Soal Latihan:
(A) Tuliskan kembali bagian dari bacaan tentang aspartam secara persis, mulai dari "Ilustrasi visual zat" dan berakhir pada "yang sangat minim.".
(B) Lanjutkan bacaan tentang aspartam setelah kalimat terakhirnya.

Teks Bacaan:
▬▬▬

Ilustrasi visual zat aspartam sebagai pemanis buatan.
Zat aspartam adalah salah satu pemanis buatan yang paling umum digunakan di dunia. Ditemukan secara tidak sengaja pada tahun 1965 oleh James M. Schlatter, seorang kimiawan di G.D. Searle & Company, aspartam kini menjadi bahan pokok dalam berbagai macam produk makanan dan minuman, terutama yang berlabel "rendah kalori" atau "diet". Kehadirannya yang meluas ini tidak lepas dari kemampuannya memberikan rasa manis yang intens, sekitar 200 kali lebih manis daripada gula pasir (sukrosa), namun dengan jumlah kalori yang sangat minim.
Secara kimia, aspartam adalah metil ester dari dipeptida yang tersusun dari dua asam amino: asam aspartat dan fenilalanin. Ketika dikonsumsi, aspartam akan dipecah menjadi komponen-komponennya, yaitu asam aspartat, fenilalanin, dan metanol. Asam aspartat adalah asam amino non-esensial yang diproduksi secara alami oleh tubuh kita. Fenilalanin adalah asam amino esensial yang juga ditemukan dalam banyak makanan berprotein. Bagi individu sehat, kedua zat ini tidak menimbulkan masalah. Namun, perlu dicatat bahwa fenilalanin perlu dibatasi konsumsinya oleh penderita kelainan genetik langka yang disebut fenilketonuria (PKU).

▬▬▬

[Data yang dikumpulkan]
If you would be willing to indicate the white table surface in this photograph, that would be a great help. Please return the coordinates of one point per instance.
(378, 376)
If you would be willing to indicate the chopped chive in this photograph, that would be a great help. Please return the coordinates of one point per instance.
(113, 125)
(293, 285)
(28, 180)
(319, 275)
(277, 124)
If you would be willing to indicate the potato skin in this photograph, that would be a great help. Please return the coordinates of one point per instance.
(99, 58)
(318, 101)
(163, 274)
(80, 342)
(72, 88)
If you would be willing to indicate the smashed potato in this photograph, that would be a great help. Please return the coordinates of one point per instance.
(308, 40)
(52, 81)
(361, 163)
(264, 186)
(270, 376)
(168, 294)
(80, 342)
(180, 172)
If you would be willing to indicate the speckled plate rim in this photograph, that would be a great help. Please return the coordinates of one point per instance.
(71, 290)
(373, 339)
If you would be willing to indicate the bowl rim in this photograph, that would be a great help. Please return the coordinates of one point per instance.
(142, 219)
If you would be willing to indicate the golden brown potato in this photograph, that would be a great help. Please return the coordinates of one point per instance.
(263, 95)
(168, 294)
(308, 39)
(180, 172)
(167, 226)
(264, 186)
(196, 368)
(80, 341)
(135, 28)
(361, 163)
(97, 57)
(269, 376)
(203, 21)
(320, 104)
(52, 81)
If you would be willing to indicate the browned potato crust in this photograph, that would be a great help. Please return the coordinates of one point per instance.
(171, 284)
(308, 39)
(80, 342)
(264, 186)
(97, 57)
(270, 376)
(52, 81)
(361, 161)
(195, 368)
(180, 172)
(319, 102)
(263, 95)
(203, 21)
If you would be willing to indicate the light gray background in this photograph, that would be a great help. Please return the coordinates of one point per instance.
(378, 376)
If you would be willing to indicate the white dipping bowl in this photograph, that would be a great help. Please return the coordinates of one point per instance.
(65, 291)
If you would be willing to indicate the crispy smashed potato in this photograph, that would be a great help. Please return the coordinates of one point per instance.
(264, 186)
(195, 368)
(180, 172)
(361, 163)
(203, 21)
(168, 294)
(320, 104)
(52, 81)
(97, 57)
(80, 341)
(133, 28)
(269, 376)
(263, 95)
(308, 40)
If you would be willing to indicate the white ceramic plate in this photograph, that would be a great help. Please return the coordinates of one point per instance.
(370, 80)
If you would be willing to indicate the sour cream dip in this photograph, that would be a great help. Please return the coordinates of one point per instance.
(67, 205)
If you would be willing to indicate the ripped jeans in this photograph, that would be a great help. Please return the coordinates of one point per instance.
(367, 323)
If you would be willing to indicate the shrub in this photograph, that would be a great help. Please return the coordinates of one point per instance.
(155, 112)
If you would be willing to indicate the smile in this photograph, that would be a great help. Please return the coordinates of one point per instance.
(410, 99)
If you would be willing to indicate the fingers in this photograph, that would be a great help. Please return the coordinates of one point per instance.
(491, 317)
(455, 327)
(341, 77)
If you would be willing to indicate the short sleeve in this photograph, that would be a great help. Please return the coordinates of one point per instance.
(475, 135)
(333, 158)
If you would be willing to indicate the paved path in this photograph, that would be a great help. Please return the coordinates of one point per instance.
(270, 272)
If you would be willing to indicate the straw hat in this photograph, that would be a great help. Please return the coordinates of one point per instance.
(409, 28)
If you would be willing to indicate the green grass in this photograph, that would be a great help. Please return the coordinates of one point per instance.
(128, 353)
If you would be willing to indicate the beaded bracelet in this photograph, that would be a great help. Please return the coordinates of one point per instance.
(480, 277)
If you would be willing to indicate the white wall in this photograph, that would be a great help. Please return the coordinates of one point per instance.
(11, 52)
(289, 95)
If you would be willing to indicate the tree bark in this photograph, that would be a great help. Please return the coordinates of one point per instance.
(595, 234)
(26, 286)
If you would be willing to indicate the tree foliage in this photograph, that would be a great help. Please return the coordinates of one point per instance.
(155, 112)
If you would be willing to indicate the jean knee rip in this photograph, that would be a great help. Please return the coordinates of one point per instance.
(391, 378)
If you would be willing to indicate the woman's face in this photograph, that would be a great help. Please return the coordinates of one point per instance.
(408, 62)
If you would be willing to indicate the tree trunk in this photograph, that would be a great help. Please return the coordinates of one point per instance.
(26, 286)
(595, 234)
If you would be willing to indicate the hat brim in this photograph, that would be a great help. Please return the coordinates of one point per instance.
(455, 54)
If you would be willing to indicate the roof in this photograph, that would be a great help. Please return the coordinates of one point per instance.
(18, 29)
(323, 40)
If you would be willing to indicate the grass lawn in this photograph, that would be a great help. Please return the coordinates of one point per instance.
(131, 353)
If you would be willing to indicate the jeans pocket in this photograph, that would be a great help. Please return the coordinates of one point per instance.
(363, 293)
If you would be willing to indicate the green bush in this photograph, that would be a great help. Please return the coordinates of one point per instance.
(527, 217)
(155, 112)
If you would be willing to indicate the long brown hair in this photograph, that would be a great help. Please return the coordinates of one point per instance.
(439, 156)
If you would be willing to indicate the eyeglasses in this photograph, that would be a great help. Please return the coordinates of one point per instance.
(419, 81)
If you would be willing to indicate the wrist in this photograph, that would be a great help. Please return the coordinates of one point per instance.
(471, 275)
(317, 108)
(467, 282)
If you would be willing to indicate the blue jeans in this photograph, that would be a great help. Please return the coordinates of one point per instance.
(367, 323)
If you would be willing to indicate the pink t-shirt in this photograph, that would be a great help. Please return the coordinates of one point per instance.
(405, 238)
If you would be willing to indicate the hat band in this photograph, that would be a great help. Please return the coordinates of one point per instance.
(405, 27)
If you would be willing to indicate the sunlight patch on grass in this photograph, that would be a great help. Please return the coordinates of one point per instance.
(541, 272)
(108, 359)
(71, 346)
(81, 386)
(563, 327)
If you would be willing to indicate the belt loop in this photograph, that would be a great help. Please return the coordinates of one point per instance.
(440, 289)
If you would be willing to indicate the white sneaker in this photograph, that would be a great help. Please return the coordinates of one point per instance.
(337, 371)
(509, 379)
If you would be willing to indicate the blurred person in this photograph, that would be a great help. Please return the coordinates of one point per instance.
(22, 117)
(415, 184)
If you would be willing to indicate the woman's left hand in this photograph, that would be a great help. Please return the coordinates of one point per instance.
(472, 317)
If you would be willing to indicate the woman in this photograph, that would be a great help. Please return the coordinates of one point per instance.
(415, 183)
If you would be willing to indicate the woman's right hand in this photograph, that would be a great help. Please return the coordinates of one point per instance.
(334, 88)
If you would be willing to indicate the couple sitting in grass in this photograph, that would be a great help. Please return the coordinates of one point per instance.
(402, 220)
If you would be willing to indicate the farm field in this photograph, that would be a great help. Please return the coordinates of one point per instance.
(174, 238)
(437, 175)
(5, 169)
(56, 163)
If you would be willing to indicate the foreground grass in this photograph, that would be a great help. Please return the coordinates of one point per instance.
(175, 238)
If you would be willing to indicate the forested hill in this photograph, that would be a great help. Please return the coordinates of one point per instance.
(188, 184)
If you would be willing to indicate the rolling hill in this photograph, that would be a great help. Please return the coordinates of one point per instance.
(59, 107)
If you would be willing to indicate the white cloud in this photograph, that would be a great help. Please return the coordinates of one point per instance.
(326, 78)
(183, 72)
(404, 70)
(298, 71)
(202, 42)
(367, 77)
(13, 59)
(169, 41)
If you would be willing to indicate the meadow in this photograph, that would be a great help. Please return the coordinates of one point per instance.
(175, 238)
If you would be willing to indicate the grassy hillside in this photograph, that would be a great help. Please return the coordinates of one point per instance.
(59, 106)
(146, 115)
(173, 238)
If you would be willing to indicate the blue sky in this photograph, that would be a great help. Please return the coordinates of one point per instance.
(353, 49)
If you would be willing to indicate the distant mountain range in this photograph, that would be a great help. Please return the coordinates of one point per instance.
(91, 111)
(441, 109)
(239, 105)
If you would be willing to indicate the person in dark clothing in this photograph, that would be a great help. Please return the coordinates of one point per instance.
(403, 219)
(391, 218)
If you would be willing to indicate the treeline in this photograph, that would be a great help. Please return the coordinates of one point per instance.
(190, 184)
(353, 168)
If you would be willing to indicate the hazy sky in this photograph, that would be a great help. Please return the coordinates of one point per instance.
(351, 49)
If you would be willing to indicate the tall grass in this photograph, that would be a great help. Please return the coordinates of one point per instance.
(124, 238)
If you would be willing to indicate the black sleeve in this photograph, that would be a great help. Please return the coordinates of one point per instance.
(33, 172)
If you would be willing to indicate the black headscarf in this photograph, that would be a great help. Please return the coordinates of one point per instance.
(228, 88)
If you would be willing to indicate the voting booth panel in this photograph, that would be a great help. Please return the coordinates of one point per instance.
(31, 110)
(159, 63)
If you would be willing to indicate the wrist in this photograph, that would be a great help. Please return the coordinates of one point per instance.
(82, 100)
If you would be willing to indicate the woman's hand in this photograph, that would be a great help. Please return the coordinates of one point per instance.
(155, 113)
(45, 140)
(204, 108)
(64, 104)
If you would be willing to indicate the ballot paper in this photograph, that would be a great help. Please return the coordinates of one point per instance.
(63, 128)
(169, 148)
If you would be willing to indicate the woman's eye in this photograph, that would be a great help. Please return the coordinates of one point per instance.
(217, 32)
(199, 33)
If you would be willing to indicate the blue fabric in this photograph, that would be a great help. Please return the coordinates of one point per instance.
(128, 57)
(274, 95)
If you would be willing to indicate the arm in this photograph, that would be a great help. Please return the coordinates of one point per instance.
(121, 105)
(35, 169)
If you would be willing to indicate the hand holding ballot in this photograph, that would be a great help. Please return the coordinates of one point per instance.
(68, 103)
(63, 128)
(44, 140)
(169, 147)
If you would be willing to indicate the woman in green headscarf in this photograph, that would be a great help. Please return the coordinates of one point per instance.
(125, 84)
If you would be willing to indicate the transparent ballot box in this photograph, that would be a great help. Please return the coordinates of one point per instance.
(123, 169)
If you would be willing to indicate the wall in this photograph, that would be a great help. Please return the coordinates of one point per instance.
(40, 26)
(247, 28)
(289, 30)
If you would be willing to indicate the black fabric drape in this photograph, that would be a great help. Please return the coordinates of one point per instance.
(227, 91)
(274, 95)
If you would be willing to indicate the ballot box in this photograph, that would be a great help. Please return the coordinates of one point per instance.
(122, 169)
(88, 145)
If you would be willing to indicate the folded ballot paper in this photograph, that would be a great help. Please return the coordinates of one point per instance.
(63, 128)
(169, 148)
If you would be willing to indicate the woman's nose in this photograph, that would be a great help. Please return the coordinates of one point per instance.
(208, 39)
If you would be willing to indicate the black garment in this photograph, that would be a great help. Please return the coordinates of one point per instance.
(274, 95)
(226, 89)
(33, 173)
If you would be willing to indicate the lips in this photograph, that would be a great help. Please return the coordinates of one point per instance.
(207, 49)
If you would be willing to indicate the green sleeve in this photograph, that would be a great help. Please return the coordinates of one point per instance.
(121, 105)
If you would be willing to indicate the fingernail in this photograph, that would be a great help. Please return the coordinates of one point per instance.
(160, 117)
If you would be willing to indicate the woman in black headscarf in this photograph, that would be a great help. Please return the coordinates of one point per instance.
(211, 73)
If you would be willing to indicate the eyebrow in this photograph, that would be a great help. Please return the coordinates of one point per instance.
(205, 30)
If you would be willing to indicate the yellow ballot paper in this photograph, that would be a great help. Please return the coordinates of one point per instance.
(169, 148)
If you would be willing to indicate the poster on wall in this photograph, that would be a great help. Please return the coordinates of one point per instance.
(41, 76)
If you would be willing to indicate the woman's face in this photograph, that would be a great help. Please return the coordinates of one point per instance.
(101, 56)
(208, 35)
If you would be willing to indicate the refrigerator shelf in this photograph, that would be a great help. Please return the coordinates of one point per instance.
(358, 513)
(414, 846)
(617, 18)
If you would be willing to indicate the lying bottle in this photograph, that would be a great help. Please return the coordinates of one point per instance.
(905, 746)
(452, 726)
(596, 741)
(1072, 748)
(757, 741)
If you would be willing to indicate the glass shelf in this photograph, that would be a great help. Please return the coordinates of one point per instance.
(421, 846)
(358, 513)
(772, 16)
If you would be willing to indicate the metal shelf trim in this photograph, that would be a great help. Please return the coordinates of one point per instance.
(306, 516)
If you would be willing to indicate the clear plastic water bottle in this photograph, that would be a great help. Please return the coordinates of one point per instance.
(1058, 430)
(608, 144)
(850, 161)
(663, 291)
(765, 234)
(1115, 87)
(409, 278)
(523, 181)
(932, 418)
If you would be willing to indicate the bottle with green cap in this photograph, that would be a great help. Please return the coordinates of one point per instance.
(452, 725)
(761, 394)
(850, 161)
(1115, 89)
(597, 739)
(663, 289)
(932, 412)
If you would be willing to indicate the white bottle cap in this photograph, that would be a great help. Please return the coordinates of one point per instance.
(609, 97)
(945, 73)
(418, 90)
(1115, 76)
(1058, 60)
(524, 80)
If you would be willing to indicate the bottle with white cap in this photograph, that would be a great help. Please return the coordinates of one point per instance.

▬▬▬

Jawaban Tiap Soal:
(A)
Ilustrasi visual zat aspartam sebagai pemanis buatan.
Zat aspartam adalah salah satu pemanis buatan yang paling umum digunakan di dunia. Ditemukan secara tidak sengaja pada tahun 1965 oleh James M. Schlatter, seorang kimiawan di G.D. Searle & Company, aspartam kini menjadi bahan pokok dalam berbagai macam produk makanan dan minuman, terutama yang berlabel "rendah kalori" atau "diet". Kehadirannya yang meluas ini tidak lepas dari kemampuannya memberikan rasa manis yang intens, sekitar 200 kali lebih manis daripada gula pasir (sukrosa), namun dengan jumlah kalori yang sangat minim.

(B)
Berkat profil rasanya yang menyerupai gula dan rendah kalori, aspartam telah menjadi pilihan populer bagi produsen makanan dan minuman yang ingin mengurangi kandungan gula dan kalori dalam produk mereka. Anda dapat menemukan aspartam dalam berbagai produk seperti:
Meskipun telah disetujui oleh badan pengatur pangan di banyak negara, termasuk Badan Pengawas Obat dan Makanan Amerika Serikat (FDA) dan Otoritas Keamanan Pangan Eropa (EFSA), aspartam telah menjadi subjek perdebatan ilmiah dan publik yang intens. Kekhawatiran utama sering kali berpusat pada potensi efek samping jangka panjang dari konsumsi aspartam.
Berbagai studi telah dilakukan untuk mengevaluasi keamanan aspartam. Organisasi kesehatan dunia (WHO) melalui International Agency for Research on Cancer (IARC) pada tahun lalu mengklasifikasikan aspartam sebagai "mungkin karsinogenik bagi manusia" (Grup 2B). Klasifikasi ini didasarkan pada bukti yang "terbatas" mengenai kanker pada manusia dan "terbatas" pada hewan percobaan. Namun, perlu digarisbawahi bahwa klasifikasi ini menunjukkan kemungkinan, bukan kepastian, dan banyak faktor yang perlu dipertimbangkan.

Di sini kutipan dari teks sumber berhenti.